■ Text ■
One company might be able to justify an RJ somewhere - there was talk that Potash Corp. used to subsidize YXE-ORD so its executives could travel conveniently between its two main offices. But long-haul routes cost many millions of dollars a year to run. As a finance guy with extensive experience in international business, it's difficult to conceive a rational business case for funding a route like that.

I used to do tons of business in Colombia, and one of my peers and I at another company once mused about trying to get AC to operate a YYC-BOG route so we could stop connecting in IAH/YYZ/DFW/etc, and even with each company booking hundreds of trips a year, it made no sense.

Even if you just run a 789 4x weekly, there's 6,240 J seats, 4,368 PY seats, and 51,376 Y seats per year. A company sending 10 people a week on a route is accounting for 520 seats per year, which is <10% of the J cabin. If the airline needs 80%+ load factor to break even, who's going to buy all those other seats?

And I highly doubt Scotia was sending 10 people per week specifically on the YYZ-SCL route (which could include locals coming to head office as well as head office folks going down). Even before the Zoom revolution.

■ Information supplied ■
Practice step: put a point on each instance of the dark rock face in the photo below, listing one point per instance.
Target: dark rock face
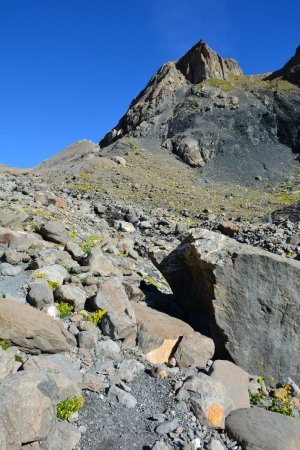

■ Goals ■
**A)** Using the airline route post, explain in one to three sentences why the writer believes one company's travel cannot make a long-haul route worthwhile.
**B)** According to the airline route post, how many PY seats per year does a 789 flying 4x weekly offer?
**C)** Please continue the airline route post, picking up after its final sentence.

■ Results in order ■
**A)** Long-haul routes cost many millions of dollars a year to run. Even a 789 flown 4x weekly has 6,240 J seats a year, and a company sending 10 people a week fills only 520, which is under 10% of that cabin. If the airline needs an 80%+ load factor to break even, most of the remaining seats would go unsold.

**B)** 4,368 PY seats per year.

**C)**
The examples you cited are massive global companies far bigger than anything we have here. They're also sectors where there are a lot of suppliers clustered together - e.g. DTW gets a lot of international traffic not just from the Big 3, but also from suppliers and other people in the business shuttling around. I doubt Daimler or anyone would have had to subsidize a FRA-DTW route, and given DTW is a pretty big city, I would be surprised if LH hadn't been running that route even before the Daimler-Chysler tie-up.

Scotia's Chilean operations don't have a ton of Canadian suppliers going down all the time.
This is a problem. At least 10 PAX if J per flight to SCL are in mining. Now they will join the rest of the mining peeps going through GRU. Lima is also a mining jurisdiction. A good portion of that traffic will now merge on the YUL-GRU and YYZ-GRU and connect from there. YYZ-GRU has been running at very high loads for a long time. The are MANY Canadians in the mining sector that would rather have an arm amputated than connecting through 'Merica.